**СПИСОК ЗАДАНИЙ:**
#1 Какими болезнями, согласно тексту о службе на Кавказе и в Средней Азии, пришлось похворать рассказчику?
#2 Перечислите всё, что, по тексту о службе на Кавказе и в Средней Азии, дала рассказчику сама жизнь за истекшие два года.
#3 Допишите продолжение текста о службе на Кавказе и в Средней Азии после его последнего предложения.

**ПРИВЕДЁННЫЙ ТЕКСТ:**

#####

3. В отношении образования. Не говоря о деятельности во время похода в Ср[еднюю] Азию, в мирное время вся жизнь и служба в батарее, в глухой казачьей станице, лишенной всяких культурных учреждений, предоставляла очень мало подходящих условий для работы над своим дальнейшим самообразованием. Обывательская жизнь, чуждая всякому такому научному стремлению, тихо, но упорно засасывает она молодого офицера в среду своих повседневных интересов, а в результате ослабевает у молодого человека стремление к образованию и даже простая любовь к чтению сколько-нибудь серьезных книг.
За истекшие два года все, что я приобрел нового, пришло само собою: его дала мне сама жизнь, перемена места, столкновение с массой новых лиц, исполнение важных и ответственных поручений, наконец, походная и боевая обстановка. Но я очень мало приобрел новых, чисто теоретических познаний из книг и даже не начал серьезно их читать, пока не решил готовиться в академию. Одно я считаю для себя большим приобретением: регулярные занятия в батарейной школе с молодыми способными учениками выучили меня публично говорить и объяснять простым литературным языком без всяких иностранных слов иногда сложные и трудные понятия. Этой школе, вообще, я обязан очень многим: считаю потому себя счастливым, что имел такую первоначальную практику, оказавшуюся для меня основой в дальнейшем усовершенствовании и умении публично произносить доклады и длинные речи на самые сложные темы.
Общение с природой Кавказа, а затем Ср[едней] Азии вызвало у меня желание вести дневник, что в результате дало мне возможность собрать весьма значительный географический и этнографический материал, ознакомление с которым моего профессора статистики г. Карасевича сказалось на пробуждении во мне желания стать научным работником и членом Императорского] Р[усского] Географического Общества.
4. В физическом отношении. За время службы на Кавказе, а затем в походе в Ср[едней] Азию, мой организм вынес благополучно все испытания и болезни; приходилось и похворать, особенно лихорадкой (малярия) и желудком (кровавый понос), но все прошло сравнительно быстро и благополучно. Что касается боевых действий, то, принимая вместе с батареей участие во многих мелких и больших боях, я был только один раз контужен. Это имело место 6/ХП 1880 г. во время большой рекогносцировки генералом Скобелевым под стены кр[епости] Геок-Тепе. Мы подошли близко к самой крепости, со стен которой по отряду открыли текинцы ружейный огонь из своих больших фальконетов (мултуков), осыпая нас тяжелыми пулями.

#####

**РАЗДЕЛ ДАННЫХ:**
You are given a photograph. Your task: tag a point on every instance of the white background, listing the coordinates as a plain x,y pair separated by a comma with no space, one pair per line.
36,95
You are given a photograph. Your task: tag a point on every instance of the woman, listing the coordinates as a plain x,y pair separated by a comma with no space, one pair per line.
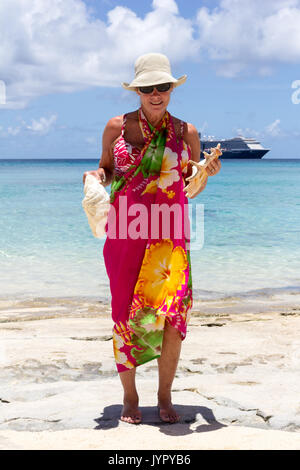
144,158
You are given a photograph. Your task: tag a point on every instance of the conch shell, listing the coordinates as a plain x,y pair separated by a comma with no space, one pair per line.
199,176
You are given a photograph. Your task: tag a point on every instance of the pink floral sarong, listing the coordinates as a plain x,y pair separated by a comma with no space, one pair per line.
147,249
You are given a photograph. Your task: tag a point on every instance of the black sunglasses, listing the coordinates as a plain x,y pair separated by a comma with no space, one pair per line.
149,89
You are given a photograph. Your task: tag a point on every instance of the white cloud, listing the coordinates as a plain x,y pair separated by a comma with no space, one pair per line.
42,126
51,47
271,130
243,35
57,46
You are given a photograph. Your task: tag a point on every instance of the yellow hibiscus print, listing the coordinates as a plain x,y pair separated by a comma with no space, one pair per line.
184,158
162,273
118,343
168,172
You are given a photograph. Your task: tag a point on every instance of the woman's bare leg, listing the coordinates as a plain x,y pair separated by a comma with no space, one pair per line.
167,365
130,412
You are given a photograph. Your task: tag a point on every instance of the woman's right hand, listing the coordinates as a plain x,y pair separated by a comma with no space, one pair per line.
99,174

#####

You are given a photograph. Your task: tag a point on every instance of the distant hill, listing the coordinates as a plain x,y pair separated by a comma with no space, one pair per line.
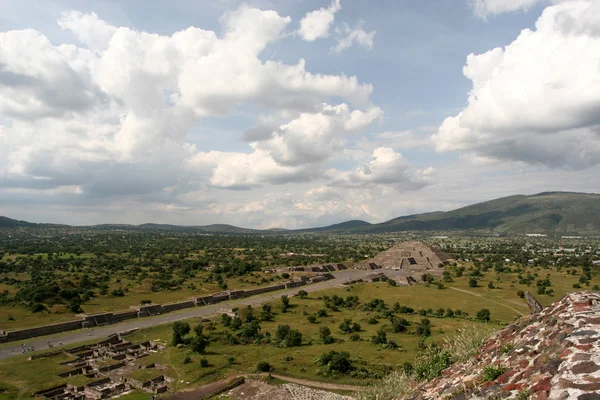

#####

**РЕЗУЛЬТАТЫ УПРАЖНЕНИЯ:**
#1 Лихорадкой (малярия) и желудком (кровавый понос).

#2 Перемена места; столкновение с массой новых лиц; исполнение важных и ответственных поручений; походная и боевая обстановка.

#3
Генерал Скобелев приказал сначала горной батарее сняться с передков, а затем и моему взводу. В ответ на огонь наших орудий противник стал стрелять из своей пушки, стоявшей на холме внутри крепости. Граната перелетела через нас, но не разорвалась. Противник продолжал стрельбу; одна из его гранат попала в троичный (деревянный) ящик, осколок которого отлетел и до позиции моего взвода и ударил меня в левый бок, в нижнюю часть левого легкого. Особенной боли я сперва не чувствовал, на перевязку не пошел и счел стыдным даже на это жаловаться, хотя бок мой почернел, и долго оставался виден большой кровоподтек.
На это я никакого внимания в походе не обращал до самого возвращения на Кавказ. Впоследствии, по заключению многих врачей и в разные эпохи моей жизни, эта контузия была основной причиной хронического страдания левого легкого, так как в нем образовались какие-то сращения; из[-за] этого фокуса и начинается у меня всегда воспаление легких, а как его следствие – непреходящий кашель всю последующую жизнь. Но, в общем, почти год пребывания на Кавказе после Петербурга настолько укрепил мой организм, что его не изменил заметно и поход в Ср[еднюю] Азию со всеми его тягостями и испытаниями.